READING PASSAGE |
------------------------------------------------

HOMELESS-COLD-09092020-KS-010 (copy)

Clair, (who only wanted to use a first name) gathers some of her belongings near a long row of tents along East 14th Ave near Logan St. The cold front that moved through the metro area Monday night, bringing freezing temperatures and snow, was particularly hard for Clair and those camping on the streets on September 9, 2020 in Denver, Colorado. Many said they huddled in tents to stay warm, while others living under just tarps hung on rope said they and all of their belongings were soaked by the storm. 

As temperatures in Denver drop, the need for shelter for people experiencing homelessness becomes even more urgent — and the difficulty of sheltering is exacerbated by the COVID-19 crisis.

COVID-19 social distancing requirements have caused Denver’s shelter capacity to be cut by 56%, or about 1,200 beds, according to Britta Fisher, Denver’s chief housing officer.

A January Point-in-Time count found that at least 4,171 people in Denver are currently experiencing homelessness. Of those individuals, 996 are unsheltered.

With that many individuals unsheltered, Tuesday’s cold front put Denver’s emergency measures to the test.

“This abnormal, suddenly snowy September day gave us a chance to put our cold weather emergency shelter protocol in place very early this season,” Fisher said.

In preparation for Tuesday’s snowstorm, Denver opened a 24-hour emergency shelter at Glenarm Recreation Center for women and transgender individuals that will remain open until Thursday afternoon. One person slept at the shelter Monday night and 32 people Tuesday night.

The Denver Rescue Mission also activated its Holly Street Shelter on Tuesday for men. Fisher said 57 men slept at the shelter Tuesday night.

“We always try to meet the needs,” Fisher said. “We continue to make sure we have enough shelter to meet the demands of people seeking shelter.”

While Fisher said the city had no capacity issues during the storm, operating emergency shelters strains the staffing and resources available.

Since the pandemic began, Denver shelters have switched from overnight-only to 24-hour service. The reduced capacity of shelters also led the city to open temporary shelters at the National Western Complex and the Coliseum. For those affected by COVID-19, the city provided over 800 hotel rooms for shelter and quarantining.

The Holly Street Shelter had been closed prior to the storm so that the Denver Rescue Mission could provide enough staff at the new 24-hour temporary shelters.

------------------------------------------------

PROBLEMS TO WORK ON |
1. Please write out the lines of the Denver shelter article starting at the words "With that many" and ending after "shelter Tuesday night.".
2. In the Denver shelter article, by how much have COVID-19 social distancing requirements cut Denver's shelter capacity?

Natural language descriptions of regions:
------------------------------------------------

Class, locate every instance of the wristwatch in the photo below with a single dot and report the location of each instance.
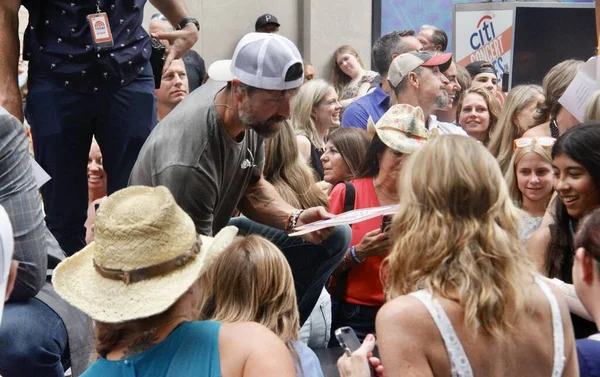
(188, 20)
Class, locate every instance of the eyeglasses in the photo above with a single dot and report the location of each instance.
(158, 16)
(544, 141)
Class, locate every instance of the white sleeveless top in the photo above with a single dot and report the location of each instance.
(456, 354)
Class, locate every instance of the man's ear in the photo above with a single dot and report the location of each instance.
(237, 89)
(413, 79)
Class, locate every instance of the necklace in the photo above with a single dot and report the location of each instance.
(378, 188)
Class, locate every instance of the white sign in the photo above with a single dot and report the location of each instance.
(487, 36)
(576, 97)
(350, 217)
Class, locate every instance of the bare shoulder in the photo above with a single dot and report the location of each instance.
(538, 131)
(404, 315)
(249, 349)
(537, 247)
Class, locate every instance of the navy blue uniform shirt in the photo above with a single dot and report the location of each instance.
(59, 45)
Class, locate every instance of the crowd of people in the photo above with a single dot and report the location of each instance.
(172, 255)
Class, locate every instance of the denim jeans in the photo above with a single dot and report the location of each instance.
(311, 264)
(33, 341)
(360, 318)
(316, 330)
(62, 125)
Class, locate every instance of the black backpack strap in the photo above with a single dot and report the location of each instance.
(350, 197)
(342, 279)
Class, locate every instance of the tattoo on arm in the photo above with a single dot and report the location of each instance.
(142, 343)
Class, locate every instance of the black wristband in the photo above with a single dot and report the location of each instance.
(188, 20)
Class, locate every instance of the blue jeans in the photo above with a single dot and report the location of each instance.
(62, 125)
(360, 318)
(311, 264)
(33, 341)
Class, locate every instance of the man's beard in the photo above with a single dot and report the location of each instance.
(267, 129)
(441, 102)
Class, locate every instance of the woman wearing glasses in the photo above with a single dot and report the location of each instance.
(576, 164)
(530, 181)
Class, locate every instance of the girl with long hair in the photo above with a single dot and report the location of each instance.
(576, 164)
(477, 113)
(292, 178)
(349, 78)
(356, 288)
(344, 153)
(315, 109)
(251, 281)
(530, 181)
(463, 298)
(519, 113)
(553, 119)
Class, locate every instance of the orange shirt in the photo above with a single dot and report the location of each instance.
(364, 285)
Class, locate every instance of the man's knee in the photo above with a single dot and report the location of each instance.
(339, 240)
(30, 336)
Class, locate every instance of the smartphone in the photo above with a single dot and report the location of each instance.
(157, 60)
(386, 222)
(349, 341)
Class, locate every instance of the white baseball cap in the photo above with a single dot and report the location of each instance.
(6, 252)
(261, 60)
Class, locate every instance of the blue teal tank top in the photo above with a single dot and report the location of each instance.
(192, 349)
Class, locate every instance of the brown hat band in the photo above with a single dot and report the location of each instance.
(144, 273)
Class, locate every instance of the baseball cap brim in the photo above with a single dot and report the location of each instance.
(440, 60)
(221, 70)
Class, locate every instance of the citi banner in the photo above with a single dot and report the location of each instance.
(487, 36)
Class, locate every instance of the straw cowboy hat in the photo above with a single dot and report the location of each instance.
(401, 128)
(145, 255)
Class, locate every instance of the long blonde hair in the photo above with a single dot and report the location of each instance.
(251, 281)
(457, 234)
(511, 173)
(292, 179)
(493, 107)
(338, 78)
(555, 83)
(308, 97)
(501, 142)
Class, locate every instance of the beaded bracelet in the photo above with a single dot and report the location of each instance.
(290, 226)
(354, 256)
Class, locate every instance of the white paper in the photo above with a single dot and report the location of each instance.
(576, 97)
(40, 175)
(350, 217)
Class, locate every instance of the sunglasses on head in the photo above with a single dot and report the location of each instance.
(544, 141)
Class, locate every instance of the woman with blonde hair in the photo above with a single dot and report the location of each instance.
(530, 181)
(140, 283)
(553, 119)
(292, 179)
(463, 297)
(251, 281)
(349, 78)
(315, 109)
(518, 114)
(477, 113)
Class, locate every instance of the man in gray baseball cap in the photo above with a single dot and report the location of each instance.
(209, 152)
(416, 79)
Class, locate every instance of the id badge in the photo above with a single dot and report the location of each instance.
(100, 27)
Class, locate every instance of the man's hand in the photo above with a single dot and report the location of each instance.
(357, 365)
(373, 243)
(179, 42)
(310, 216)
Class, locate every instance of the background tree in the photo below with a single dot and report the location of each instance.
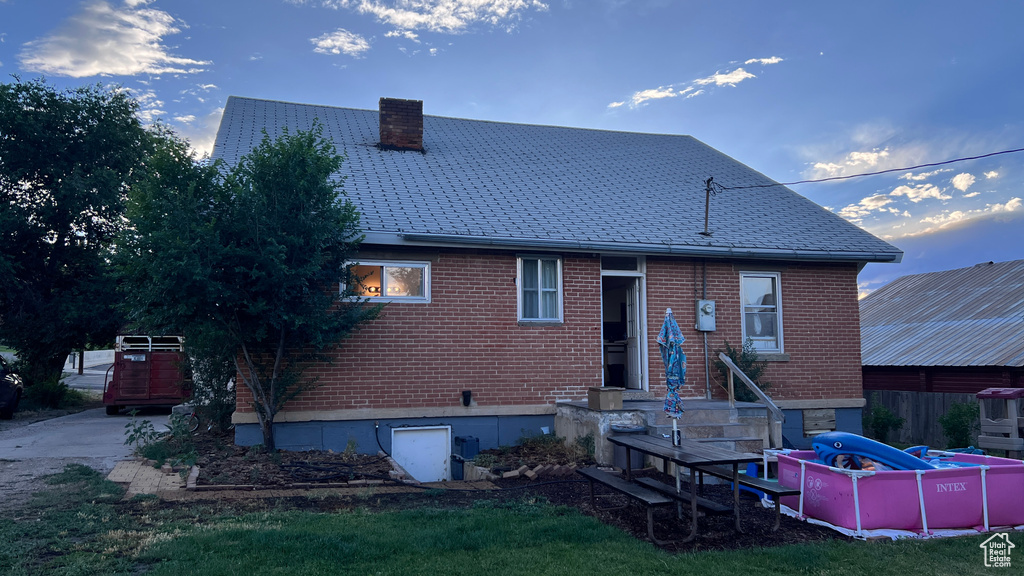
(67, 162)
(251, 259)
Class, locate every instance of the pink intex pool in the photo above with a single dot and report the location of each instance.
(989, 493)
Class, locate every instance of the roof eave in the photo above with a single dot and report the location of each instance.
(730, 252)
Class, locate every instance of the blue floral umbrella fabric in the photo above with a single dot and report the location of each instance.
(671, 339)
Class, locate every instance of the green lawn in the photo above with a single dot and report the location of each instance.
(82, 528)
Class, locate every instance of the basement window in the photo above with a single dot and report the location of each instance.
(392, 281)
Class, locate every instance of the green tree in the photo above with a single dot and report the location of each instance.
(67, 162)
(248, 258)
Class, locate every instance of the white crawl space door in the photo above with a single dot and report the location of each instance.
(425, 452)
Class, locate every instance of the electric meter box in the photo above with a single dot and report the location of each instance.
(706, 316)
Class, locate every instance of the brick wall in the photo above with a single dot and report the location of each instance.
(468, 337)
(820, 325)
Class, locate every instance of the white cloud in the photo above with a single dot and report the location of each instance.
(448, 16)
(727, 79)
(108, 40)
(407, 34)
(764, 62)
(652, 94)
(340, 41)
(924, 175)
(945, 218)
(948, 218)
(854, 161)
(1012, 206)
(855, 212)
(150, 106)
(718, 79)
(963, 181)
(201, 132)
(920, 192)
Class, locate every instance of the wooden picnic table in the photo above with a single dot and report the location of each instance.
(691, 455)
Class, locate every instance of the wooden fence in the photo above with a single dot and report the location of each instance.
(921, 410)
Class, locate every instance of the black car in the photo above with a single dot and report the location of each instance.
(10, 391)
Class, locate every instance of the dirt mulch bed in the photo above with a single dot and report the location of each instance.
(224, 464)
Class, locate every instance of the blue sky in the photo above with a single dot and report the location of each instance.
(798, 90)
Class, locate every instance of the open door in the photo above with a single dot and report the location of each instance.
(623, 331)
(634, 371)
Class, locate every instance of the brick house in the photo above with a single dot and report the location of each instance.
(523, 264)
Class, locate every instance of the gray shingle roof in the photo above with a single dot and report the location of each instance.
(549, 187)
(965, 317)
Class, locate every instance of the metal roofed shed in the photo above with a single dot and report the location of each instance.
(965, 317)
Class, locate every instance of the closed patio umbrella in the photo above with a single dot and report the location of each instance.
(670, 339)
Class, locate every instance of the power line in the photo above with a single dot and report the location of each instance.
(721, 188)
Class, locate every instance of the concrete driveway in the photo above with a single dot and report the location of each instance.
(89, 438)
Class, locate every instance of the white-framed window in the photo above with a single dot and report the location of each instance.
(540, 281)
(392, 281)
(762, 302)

------------------------------------------------

ANSWERS |
1.
With that many individuals unsheltered, Tuesday’s cold front put Denver’s emergency measures to the test.

“This abnormal, suddenly snowy September day gave us a chance to put our cold weather emergency shelter protocol in place very early this season,” Fisher said.

In preparation for Tuesday’s snowstorm, Denver opened a 24-hour emergency shelter at Glenarm Recreation Center for women and transgender individuals that will remain open until Thursday afternoon. One person slept at the shelter Monday night and 32 people Tuesday night.

The Denver Rescue Mission also activated its Holly Street Shelter on Tuesday for men. Fisher said 57 men slept at the shelter Tuesday night.

2. By 56%, or about 1,200 beds.